Exercise details> Exact copies of the records below are required.

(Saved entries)
####################

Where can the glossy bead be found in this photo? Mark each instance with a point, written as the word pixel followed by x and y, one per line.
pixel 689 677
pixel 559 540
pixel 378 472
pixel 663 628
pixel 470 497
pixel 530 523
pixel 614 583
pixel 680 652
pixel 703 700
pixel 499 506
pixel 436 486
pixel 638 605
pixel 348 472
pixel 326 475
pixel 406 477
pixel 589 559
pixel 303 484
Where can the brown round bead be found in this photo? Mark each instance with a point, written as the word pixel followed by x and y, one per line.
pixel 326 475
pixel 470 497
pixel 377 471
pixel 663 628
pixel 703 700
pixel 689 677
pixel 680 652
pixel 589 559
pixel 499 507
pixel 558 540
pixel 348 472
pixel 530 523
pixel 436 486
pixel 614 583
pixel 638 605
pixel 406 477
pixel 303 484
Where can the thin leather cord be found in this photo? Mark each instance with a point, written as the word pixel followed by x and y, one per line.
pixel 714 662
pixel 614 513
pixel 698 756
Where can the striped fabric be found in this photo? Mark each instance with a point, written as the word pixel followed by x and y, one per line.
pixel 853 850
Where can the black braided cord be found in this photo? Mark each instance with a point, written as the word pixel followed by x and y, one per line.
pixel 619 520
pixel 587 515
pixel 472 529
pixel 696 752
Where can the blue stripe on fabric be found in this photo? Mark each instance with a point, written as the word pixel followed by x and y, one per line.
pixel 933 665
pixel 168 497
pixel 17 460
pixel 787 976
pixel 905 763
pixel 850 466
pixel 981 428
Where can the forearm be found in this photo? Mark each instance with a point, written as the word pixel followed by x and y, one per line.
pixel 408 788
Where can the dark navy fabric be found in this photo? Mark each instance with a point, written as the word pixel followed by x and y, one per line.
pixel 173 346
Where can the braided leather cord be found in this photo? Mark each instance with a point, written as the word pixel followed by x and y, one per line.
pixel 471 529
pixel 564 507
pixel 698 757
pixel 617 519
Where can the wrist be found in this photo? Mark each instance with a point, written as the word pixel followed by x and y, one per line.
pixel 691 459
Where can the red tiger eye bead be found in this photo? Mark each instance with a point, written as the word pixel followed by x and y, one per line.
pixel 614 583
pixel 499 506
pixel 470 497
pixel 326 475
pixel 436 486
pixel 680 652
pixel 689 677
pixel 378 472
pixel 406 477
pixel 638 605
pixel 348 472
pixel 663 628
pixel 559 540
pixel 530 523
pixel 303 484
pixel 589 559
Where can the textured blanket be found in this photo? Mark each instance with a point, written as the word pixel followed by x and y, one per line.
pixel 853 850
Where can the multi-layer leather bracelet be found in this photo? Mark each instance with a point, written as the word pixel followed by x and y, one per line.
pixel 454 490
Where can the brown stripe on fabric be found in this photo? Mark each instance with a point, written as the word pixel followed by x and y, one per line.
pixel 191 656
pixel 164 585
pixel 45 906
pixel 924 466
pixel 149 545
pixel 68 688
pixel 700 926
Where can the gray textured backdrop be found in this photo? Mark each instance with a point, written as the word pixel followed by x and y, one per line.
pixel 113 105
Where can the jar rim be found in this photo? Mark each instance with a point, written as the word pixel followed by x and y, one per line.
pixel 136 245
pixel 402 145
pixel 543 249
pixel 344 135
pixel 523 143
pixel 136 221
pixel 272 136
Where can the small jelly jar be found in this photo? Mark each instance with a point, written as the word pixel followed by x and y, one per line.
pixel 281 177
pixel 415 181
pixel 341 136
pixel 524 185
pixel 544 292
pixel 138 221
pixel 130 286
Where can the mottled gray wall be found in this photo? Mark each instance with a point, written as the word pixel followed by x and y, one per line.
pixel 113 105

####################

Answer below>
Where can the glossy bead be found in this photo? Mark each instance with a point, written as the word pixel followed by x and y, one per line.
pixel 689 677
pixel 559 540
pixel 378 472
pixel 663 628
pixel 470 497
pixel 530 523
pixel 614 583
pixel 680 652
pixel 703 700
pixel 499 506
pixel 436 486
pixel 638 605
pixel 348 472
pixel 326 475
pixel 406 477
pixel 589 559
pixel 303 484
Where can the brown round bead be found in this photo? Mark each instance with a point, written as the word pixel followed by x and y, one per line.
pixel 326 475
pixel 470 497
pixel 377 471
pixel 663 628
pixel 703 700
pixel 689 677
pixel 680 652
pixel 589 559
pixel 499 507
pixel 558 540
pixel 348 472
pixel 530 523
pixel 436 486
pixel 614 583
pixel 638 605
pixel 406 477
pixel 303 484
Where can the thin leather cord be found in this photo? Mark each instance with a point, written as the word pixel followed by x and y, one per line.
pixel 714 662
pixel 614 513
pixel 698 756
Where can the striped fabric be found in this photo? Mark each instance with a point, written as the word pixel followed by x and y, one per line.
pixel 853 850
Where can the black braided cord be found in this photo? Mark each instance with a point, written as the word pixel followed by x and y, one per line.
pixel 619 520
pixel 587 515
pixel 472 529
pixel 696 752
Where can the blue stripe on fabric be found in this photo? Mark each instance with a point, written as the word pixel followed by x and y, one per line.
pixel 933 665
pixel 168 497
pixel 17 460
pixel 787 976
pixel 905 763
pixel 850 466
pixel 981 428
Where can the forearm be found in this photo? Mark each instance with a point, written as the word pixel followed by x and y, one per line.
pixel 408 788
Where can the dark navy fabric be found in this photo? Mark each instance with a point, written as the word pixel followed by x and y, one per line.
pixel 173 346
Where can the braided leather cord be found in this photo? Mark each instance with a point, written as the word pixel followed by x and y, one per line.
pixel 471 529
pixel 564 507
pixel 698 757
pixel 617 519
Where can the wrist be found in this photo? Mark each instance with a point, written as the word pixel followed by x and y, one per line.
pixel 691 459
Where can the red tiger eye bead be found in this photo? Mark each instance with a point, written as the word pixel followed by x and y, one per line.
pixel 614 583
pixel 499 506
pixel 470 497
pixel 326 475
pixel 436 486
pixel 680 652
pixel 689 677
pixel 378 472
pixel 406 477
pixel 638 605
pixel 348 472
pixel 663 628
pixel 559 540
pixel 530 523
pixel 303 484
pixel 589 559
Where can the textured blanket be found in this photo? Mark each instance with a point, written as the word pixel followed by x and y, one per line.
pixel 853 850
Where can the multi-layer leather bracelet be found in this photo? Mark each instance with a point, written as the word pixel followed by x and y, one per line.
pixel 454 490
Where can the brown stripe on fabric be found in this photo? Mark each instance with a point, written as the word pixel followed by x and y, one per line.
pixel 191 656
pixel 164 585
pixel 45 906
pixel 924 466
pixel 149 545
pixel 68 688
pixel 700 926
Where can the gray textured backdrop be found in this photo? Mark each instance with a point, written as the word pixel followed by x and y, one per line.
pixel 113 105
Where can the jar rim be found in this photo? Mark each instance with a point, written as the word pixel followed by x and y, one per line.
pixel 136 245
pixel 402 145
pixel 543 249
pixel 344 135
pixel 523 143
pixel 136 221
pixel 272 136
Where can the small jelly jar be found in this photo? Mark each instance with a point, written as the word pixel followed by x and y, one per line.
pixel 281 177
pixel 415 181
pixel 341 136
pixel 524 185
pixel 544 292
pixel 138 221
pixel 130 286
Where can the mottled gray wall be found in this photo? Mark each instance with a point, written as the word pixel followed by x and y, one per line.
pixel 113 105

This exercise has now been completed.